Passage to read »
>> Begin

# Canon 10D



## George Farmer (18 Nov 2007)

Anyone any experience of the Canon 10D?

It has good reviews from what I've seen, although it's discontinued now.

It's only 6.3MP but that's plenty.  6 good MP is better than 10...

My uncle potentially has his spare soon you see.  He has some nice lenses too apparently.

If you're into cars you can see his site - http://www.drjohn.cc


----------



## ceg4048 (18 Nov 2007)

Hi George,
                   Don't have any experience with the canons but this one makes pretty good quality pictures from what I've read. The importance of pixel counts is a bit overrated anyway. The difference between 6mp and 10mp is only a 28% increase in the number of pixels added to the rows and columns. For example this camera will make an image 2,048 pixels x 3,072 pixels = 6.3 million pixels. a 10mp camera would make an image with something like 2,621 pixels x 3,932 pixels = 10.3 million pixels. It's tough to see the difference unless you made really big enlargements. The disadvantage of this model is that it can't use the EF-S lenses (that's one reason they discontinued it) but that's no big deal  if you're not doing any super wide angle shooting.

Cheers,


----------



## George Farmer (18 Nov 2007)

Thanks, Clive.  I'm going to book a photography course I think...


----------



## ceg4048 (18 Nov 2007)

No need George. All that tech-geek mumbo-jumbo is for pinheads.   I've seen your photos, like the contest entries. They are amazing :!: 

I'm still trying to figure out how to shoot through these glass boxes...  

Cheers,


----------



## George Farmer (29 Nov 2007)

Good news.

I'm getting my 10D next weekend with Sigma 17-35mm F2.8-4 EX DG lens and lots of other goodies.  

I've read the manual cover-cover already.

I'm excited.


----------



## ceg4048 (29 Nov 2007)

Cool 8)  can't wait to see some shots!

Cheers,


----------

>> End

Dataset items
>> Begin

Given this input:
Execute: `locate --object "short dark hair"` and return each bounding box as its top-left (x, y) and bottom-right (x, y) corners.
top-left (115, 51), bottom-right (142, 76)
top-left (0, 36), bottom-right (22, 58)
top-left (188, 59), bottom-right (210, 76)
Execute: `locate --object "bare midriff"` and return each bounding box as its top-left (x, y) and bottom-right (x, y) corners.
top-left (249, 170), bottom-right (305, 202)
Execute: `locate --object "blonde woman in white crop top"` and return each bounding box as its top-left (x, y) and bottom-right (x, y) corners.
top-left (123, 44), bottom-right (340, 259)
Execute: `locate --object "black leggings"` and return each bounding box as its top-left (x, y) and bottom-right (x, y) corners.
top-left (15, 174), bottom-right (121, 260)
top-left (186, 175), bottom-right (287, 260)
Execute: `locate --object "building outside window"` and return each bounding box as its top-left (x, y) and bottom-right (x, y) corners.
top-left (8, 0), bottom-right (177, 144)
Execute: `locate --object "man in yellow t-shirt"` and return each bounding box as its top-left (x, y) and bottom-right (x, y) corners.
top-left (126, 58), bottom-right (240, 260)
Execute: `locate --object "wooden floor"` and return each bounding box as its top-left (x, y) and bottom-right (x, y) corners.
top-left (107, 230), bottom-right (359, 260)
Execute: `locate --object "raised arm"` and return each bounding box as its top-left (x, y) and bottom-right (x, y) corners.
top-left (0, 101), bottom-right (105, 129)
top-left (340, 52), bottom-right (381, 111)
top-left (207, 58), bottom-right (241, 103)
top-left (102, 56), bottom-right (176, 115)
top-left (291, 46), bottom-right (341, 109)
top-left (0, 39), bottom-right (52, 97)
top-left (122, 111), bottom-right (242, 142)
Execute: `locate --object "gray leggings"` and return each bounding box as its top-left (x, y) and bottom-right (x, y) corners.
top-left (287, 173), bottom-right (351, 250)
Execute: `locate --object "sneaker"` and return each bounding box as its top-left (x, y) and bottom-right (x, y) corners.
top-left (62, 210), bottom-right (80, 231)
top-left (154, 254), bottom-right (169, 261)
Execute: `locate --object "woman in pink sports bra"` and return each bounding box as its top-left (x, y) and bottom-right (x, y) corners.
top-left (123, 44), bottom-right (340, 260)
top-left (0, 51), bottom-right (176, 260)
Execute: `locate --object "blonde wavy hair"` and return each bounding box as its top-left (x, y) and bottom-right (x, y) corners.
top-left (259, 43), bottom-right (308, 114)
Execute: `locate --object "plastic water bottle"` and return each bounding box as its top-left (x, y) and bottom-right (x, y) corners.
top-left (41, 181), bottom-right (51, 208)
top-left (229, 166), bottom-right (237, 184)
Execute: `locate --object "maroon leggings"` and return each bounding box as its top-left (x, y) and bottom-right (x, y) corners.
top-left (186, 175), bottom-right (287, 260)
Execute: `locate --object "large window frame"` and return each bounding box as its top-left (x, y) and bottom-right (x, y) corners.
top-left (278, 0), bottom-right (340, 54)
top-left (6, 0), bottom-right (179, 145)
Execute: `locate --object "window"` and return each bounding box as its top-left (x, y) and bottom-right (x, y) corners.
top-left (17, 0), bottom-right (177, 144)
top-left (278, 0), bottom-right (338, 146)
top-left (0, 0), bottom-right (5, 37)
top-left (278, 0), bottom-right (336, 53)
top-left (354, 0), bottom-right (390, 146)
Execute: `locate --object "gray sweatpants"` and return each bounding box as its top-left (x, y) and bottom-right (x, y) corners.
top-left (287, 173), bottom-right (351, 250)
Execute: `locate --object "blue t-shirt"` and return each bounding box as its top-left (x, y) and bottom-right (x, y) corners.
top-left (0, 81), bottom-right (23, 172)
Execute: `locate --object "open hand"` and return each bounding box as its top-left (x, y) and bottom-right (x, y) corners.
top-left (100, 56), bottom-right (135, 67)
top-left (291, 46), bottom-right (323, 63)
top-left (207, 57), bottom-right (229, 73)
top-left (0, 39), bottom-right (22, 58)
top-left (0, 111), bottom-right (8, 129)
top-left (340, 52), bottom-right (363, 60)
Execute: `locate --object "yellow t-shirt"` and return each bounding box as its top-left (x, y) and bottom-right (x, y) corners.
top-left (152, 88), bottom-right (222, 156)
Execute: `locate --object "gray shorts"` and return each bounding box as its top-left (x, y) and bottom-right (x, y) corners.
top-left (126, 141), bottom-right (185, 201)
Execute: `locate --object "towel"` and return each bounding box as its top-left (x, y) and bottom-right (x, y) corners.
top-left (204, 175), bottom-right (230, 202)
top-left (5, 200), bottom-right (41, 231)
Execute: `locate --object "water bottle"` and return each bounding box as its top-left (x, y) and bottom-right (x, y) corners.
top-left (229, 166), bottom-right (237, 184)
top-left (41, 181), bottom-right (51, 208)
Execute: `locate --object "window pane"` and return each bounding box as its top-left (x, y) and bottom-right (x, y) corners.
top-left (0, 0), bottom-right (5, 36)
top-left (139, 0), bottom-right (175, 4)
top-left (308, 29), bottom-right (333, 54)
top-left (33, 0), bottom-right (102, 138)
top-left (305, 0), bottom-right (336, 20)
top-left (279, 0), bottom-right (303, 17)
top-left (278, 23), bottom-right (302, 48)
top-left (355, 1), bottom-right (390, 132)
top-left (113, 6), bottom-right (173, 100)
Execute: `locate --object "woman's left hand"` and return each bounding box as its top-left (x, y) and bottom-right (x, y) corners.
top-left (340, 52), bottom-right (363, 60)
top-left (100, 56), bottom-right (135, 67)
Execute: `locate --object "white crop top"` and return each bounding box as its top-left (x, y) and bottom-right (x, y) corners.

>> End

Task description » Which kind of lenses does the Canon 10D forum thread say the camera can't use?

Solution for this task » EF-S lenses